**Record set**
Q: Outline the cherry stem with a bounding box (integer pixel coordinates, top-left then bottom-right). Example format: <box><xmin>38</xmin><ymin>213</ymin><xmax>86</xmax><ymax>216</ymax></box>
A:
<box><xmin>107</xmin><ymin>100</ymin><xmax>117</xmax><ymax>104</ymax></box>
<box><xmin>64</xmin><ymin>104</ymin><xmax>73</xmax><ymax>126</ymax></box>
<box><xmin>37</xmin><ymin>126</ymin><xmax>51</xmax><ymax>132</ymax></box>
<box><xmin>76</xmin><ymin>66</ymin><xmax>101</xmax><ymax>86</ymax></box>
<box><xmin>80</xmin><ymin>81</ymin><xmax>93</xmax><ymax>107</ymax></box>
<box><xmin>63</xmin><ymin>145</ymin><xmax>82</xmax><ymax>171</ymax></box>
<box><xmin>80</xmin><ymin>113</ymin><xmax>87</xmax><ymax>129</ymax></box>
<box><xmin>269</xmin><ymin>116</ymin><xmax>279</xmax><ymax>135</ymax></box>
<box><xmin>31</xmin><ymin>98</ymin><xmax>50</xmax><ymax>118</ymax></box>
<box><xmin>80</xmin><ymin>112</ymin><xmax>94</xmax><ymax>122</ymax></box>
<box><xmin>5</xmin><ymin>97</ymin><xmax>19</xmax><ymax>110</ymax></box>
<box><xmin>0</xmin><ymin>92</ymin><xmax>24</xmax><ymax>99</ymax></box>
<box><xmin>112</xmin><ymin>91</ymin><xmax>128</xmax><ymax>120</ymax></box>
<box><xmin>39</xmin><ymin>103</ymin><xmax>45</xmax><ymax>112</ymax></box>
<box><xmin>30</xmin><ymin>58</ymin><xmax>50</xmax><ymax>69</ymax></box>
* * *
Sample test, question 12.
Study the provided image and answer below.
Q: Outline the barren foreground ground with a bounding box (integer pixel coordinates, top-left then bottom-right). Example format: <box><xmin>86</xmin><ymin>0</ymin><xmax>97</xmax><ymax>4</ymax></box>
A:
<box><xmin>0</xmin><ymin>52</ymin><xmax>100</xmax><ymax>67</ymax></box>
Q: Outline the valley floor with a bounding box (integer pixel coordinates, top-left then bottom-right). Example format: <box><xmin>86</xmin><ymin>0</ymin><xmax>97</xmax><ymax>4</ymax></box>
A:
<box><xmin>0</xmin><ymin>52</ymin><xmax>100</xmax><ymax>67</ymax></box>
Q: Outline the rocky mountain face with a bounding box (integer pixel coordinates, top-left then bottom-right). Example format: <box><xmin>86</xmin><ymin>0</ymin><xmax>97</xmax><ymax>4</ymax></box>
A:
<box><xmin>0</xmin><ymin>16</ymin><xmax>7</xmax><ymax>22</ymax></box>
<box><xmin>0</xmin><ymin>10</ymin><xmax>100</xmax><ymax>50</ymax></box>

**To be done**
Gather every line in the records above that contains the word "answer", and copy each one out in full.

**Exercise result**
Study the provided image and answer below.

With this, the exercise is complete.